● WHAT TO WORK ON:
Please write the listing below out again exactly, leaving every picture behind.

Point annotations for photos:
»»
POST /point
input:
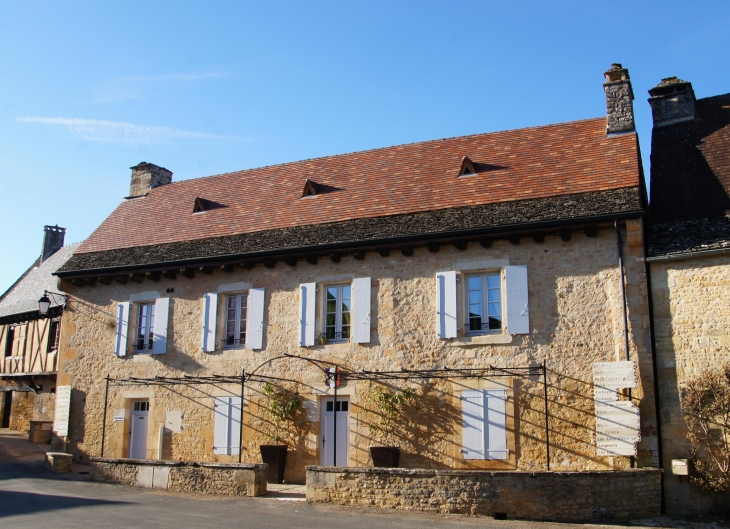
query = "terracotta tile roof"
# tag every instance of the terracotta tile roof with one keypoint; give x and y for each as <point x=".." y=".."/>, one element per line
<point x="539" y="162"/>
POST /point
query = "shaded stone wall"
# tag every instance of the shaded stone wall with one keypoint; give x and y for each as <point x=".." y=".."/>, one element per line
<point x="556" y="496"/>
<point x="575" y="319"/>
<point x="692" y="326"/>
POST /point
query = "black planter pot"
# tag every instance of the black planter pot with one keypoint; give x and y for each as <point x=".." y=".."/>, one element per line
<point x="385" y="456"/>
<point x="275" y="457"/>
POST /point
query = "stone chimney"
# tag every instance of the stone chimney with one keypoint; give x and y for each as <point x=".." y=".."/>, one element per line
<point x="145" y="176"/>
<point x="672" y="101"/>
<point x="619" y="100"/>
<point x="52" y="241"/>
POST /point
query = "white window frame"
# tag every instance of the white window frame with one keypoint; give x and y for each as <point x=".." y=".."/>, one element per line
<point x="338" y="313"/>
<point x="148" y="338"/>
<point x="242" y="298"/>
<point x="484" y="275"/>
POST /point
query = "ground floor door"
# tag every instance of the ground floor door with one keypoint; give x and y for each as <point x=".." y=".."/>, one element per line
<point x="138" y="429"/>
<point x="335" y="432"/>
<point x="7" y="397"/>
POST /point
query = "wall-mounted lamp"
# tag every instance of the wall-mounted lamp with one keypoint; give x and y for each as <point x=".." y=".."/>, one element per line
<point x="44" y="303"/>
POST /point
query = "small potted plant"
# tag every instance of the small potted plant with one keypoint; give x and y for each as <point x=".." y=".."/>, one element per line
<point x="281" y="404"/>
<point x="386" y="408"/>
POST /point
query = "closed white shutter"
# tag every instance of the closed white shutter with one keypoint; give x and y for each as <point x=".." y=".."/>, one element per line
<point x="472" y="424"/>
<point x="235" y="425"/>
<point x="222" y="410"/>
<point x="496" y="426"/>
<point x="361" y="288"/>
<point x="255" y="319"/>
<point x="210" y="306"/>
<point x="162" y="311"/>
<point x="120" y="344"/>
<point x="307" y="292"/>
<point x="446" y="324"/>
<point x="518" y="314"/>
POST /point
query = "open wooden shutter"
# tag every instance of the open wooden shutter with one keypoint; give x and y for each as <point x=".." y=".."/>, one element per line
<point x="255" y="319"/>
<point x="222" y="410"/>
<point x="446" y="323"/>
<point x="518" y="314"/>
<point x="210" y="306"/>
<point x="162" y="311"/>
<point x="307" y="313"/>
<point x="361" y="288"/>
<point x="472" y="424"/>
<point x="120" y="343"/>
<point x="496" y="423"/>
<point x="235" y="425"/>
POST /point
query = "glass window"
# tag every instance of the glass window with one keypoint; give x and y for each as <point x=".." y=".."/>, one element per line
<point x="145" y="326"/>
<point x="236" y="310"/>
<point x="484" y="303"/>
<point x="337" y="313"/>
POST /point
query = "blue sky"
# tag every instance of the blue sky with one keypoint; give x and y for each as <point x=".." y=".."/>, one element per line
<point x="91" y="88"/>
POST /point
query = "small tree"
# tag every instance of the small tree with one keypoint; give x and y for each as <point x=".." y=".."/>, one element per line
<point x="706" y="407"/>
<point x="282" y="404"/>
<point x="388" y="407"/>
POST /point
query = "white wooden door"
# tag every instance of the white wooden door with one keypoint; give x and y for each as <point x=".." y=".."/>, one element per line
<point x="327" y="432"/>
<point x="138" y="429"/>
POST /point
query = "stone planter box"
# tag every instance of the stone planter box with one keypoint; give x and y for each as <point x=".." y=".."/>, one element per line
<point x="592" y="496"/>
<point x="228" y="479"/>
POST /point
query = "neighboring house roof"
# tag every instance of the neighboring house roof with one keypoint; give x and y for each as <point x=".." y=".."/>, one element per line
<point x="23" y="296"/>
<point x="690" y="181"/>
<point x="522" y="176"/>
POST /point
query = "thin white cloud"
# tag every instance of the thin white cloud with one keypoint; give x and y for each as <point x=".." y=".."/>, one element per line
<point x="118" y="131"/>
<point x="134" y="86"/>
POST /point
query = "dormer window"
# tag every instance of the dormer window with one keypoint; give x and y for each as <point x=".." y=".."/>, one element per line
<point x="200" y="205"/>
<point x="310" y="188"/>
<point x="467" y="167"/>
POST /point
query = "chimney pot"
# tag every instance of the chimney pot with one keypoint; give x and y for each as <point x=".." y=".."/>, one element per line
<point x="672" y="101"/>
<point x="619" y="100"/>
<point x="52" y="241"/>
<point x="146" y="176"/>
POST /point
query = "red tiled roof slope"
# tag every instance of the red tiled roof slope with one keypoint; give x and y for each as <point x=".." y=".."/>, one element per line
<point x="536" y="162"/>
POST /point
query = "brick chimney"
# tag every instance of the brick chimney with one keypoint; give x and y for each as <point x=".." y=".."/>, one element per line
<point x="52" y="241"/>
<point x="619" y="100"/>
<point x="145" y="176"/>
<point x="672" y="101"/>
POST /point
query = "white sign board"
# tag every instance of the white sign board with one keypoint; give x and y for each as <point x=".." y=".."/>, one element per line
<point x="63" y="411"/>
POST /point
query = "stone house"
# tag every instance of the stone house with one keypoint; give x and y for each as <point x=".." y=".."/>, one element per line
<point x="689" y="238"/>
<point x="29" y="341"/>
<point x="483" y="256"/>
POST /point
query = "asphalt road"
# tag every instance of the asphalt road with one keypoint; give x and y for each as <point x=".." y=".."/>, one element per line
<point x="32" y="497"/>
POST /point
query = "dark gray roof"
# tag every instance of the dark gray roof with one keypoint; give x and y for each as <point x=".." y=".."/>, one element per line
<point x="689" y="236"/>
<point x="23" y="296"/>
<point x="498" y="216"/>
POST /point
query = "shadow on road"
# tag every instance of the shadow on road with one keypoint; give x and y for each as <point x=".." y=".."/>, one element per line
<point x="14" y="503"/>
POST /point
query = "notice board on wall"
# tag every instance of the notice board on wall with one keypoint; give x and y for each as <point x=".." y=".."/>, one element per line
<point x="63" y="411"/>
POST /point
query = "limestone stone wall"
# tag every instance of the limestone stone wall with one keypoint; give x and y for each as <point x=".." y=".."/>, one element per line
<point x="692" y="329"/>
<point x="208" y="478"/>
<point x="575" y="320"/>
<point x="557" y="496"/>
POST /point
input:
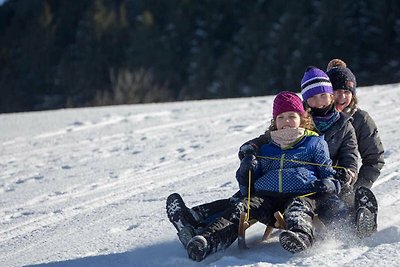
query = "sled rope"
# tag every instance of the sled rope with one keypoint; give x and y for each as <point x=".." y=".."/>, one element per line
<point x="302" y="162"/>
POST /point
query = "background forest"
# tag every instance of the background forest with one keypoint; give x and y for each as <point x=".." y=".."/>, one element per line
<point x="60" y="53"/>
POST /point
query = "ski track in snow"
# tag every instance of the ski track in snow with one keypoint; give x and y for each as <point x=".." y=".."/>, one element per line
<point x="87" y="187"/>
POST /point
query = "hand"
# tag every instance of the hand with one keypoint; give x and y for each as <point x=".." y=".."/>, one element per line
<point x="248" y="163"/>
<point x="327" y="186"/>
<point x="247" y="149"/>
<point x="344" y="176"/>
««
● RESPONSE TO THE EXERCISE:
POST /point
input:
query = "terracotta tile roof"
# tag every instance of the terracotta tile roof with one keypoint; give x and y for each as <point x=".." y=".."/>, one element per line
<point x="539" y="162"/>
POST /point
query = "shaded stone wall"
# tag every instance of the shaded stone wall with one keypoint; give x and y for each as <point x=".." y=".."/>, one element per line
<point x="556" y="496"/>
<point x="575" y="319"/>
<point x="692" y="326"/>
POST /point
query = "black planter pot"
# tag every instance of the black planter pot with one keypoint; give x and y for each as <point x=".." y=".."/>, one element per line
<point x="385" y="456"/>
<point x="275" y="457"/>
POST /point
query = "stone chimney"
# tag every instance of the stone chimney with one keypoint; give x and y for each as <point x=".." y=".."/>, one element per line
<point x="145" y="176"/>
<point x="672" y="101"/>
<point x="619" y="100"/>
<point x="52" y="241"/>
POST /point
query = "white window frame"
# tag every instance of the white window frame with one keypoint; give x and y for each as <point x=".." y=".."/>, one element per line
<point x="338" y="313"/>
<point x="148" y="338"/>
<point x="242" y="298"/>
<point x="484" y="275"/>
POST /point
query = "ground floor door"
# tag every instance of the ground floor door with one keypoint; give x and y for each as <point x=".." y=".."/>, one element per line
<point x="138" y="429"/>
<point x="335" y="432"/>
<point x="7" y="397"/>
POST /point
query = "wall-mounted lamp"
# tag every instance of the wall-mounted lamp with one keypoint; give x and y for each as <point x=".." y=".."/>, one element per line
<point x="44" y="303"/>
POST /point
query = "small potted plant"
# tag every instance of the small potted plant with one keypoint; give x and y for each as <point x=".." y=".."/>, one element per line
<point x="281" y="404"/>
<point x="386" y="408"/>
POST /point
query = "closed white shutter"
# tag every instance of the closed white shutter with one keypoint; give x and y for each as <point x=".." y=".."/>, one element per line
<point x="472" y="424"/>
<point x="235" y="425"/>
<point x="222" y="410"/>
<point x="496" y="426"/>
<point x="361" y="288"/>
<point x="255" y="319"/>
<point x="210" y="306"/>
<point x="162" y="311"/>
<point x="120" y="344"/>
<point x="307" y="292"/>
<point x="446" y="324"/>
<point x="518" y="314"/>
POST /point
query = "open wooden shutter"
# tag every instance of the open wooden shutter with one keypoint; give x and y for each as <point x=".." y=".."/>, one element per line
<point x="255" y="319"/>
<point x="222" y="410"/>
<point x="446" y="323"/>
<point x="518" y="314"/>
<point x="210" y="306"/>
<point x="162" y="311"/>
<point x="307" y="313"/>
<point x="361" y="288"/>
<point x="472" y="424"/>
<point x="120" y="343"/>
<point x="496" y="423"/>
<point x="235" y="425"/>
POST /point
query = "glass window"
# tag every instance of the glass window with one keypoint; give x and y for each as <point x=".." y=".."/>, one element per line
<point x="145" y="326"/>
<point x="236" y="310"/>
<point x="484" y="303"/>
<point x="337" y="313"/>
POST /point
query = "blue sky"
# tag every instance of the blue sky with one keypoint; give x and y for each as <point x=".." y=".."/>, one element per line
<point x="91" y="88"/>
POST /point
query = "small tree"
# tag every instance of the small tree with one keypoint; give x and y for each as <point x=".." y=".."/>, one element per line
<point x="706" y="407"/>
<point x="282" y="404"/>
<point x="388" y="407"/>
POST /point
query = "white wooden door"
# tag every instance of the white wooden door with one keypoint; give x and y for each as <point x=".." y=".."/>, one element per line
<point x="327" y="432"/>
<point x="138" y="429"/>
POST /point
query = "stone planter box"
# tag every instance of the stone planter box with one keypoint; give x and y for each as <point x=".." y=".."/>, one element per line
<point x="592" y="496"/>
<point x="228" y="479"/>
POST /point
query = "neighboring house roof"
# tag every instance of the neighboring house roof with one keypoint; give x and y for each as <point x=".." y=".."/>, one element per line
<point x="23" y="296"/>
<point x="690" y="181"/>
<point x="522" y="176"/>
POST /point
query = "thin white cloud"
# tag every instance of the thin white cloud with one keypoint; give x and y for each as <point x=".." y=".."/>, one element per line
<point x="118" y="131"/>
<point x="134" y="86"/>
POST /point
query = "dormer window"
# tag every instance of the dormer window with one keypoint; give x and y for each as <point x=".." y=".."/>, one element per line
<point x="200" y="205"/>
<point x="310" y="188"/>
<point x="467" y="167"/>
POST /point
query = "chimney pot"
# tag every instance of the chimney pot with one keypoint; give x and y for each as <point x=".." y=".."/>, one element per line
<point x="672" y="101"/>
<point x="619" y="100"/>
<point x="52" y="241"/>
<point x="146" y="176"/>
POST /point
query = "red tiled roof slope"
# tag every instance of the red tiled roof slope with one keypoint; give x and y for each as <point x=".." y=".."/>, one element per line
<point x="536" y="162"/>
POST /point
query = "brick chimney"
# tag every instance of the brick chimney with one keypoint; give x and y for each as <point x=".." y=".."/>, one element per line
<point x="52" y="241"/>
<point x="619" y="100"/>
<point x="145" y="176"/>
<point x="672" y="101"/>
POST /point
query = "white sign board"
# tag every instance of the white sign board with one keypoint; give x and y for each as <point x=".." y=".."/>, one element per line
<point x="63" y="411"/>
POST /point
query = "stone house"
# tag every instance of the stone house with one keypoint; give x and y for each as <point x=".." y=".."/>, one element per line
<point x="689" y="238"/>
<point x="29" y="341"/>
<point x="483" y="256"/>
POST /point
query = "asphalt road"
# tag every instance of the asphalt road with one keypoint; give x and y for each as <point x=".." y=".."/>, one element per line
<point x="32" y="497"/>
POST /point
query = "dark gray roof"
# tag every instance of the dark gray roof with one keypoint; give x and y for each as <point x=".." y=".."/>, one element per line
<point x="689" y="236"/>
<point x="23" y="296"/>
<point x="498" y="216"/>
POST /point
query = "shadow on road"
# tag every instance of the shadow on road with one keypoint; give x and y for each as <point x=".." y=".."/>, one element per line
<point x="14" y="503"/>
POST /point
query = "notice board on wall"
# tag every instance of the notice board on wall with one keypoint; give x and y for each as <point x=".." y=".."/>, one element per line
<point x="63" y="411"/>
POST /point
query = "limestone stone wall"
# tag every instance of the limestone stone wall with one keypoint; give x and y for each as <point x=".." y=".."/>, one element per line
<point x="692" y="329"/>
<point x="208" y="478"/>
<point x="575" y="320"/>
<point x="557" y="496"/>
POST /point
input:
query = "sled rope"
# tag every instance of the sled rope with one keypoint; give x and y for each as <point x=".." y=".."/>, one element per line
<point x="302" y="162"/>
POST /point
query = "background forest"
# tag every instance of the background forest with one keypoint; give x and y for each as <point x=".." y=".."/>, one element per line
<point x="60" y="53"/>
POST /point
query = "ski track in snow"
# tag every instance of the ski track in snow with one keypoint; give x and y for each as <point x=".." y=".."/>, one element per line
<point x="87" y="187"/>
POST /point
query = "hand"
# tag every instance of the hand with one keypoint; give x and y for each as <point x=".." y=".."/>, one element per line
<point x="248" y="163"/>
<point x="327" y="186"/>
<point x="247" y="149"/>
<point x="344" y="176"/>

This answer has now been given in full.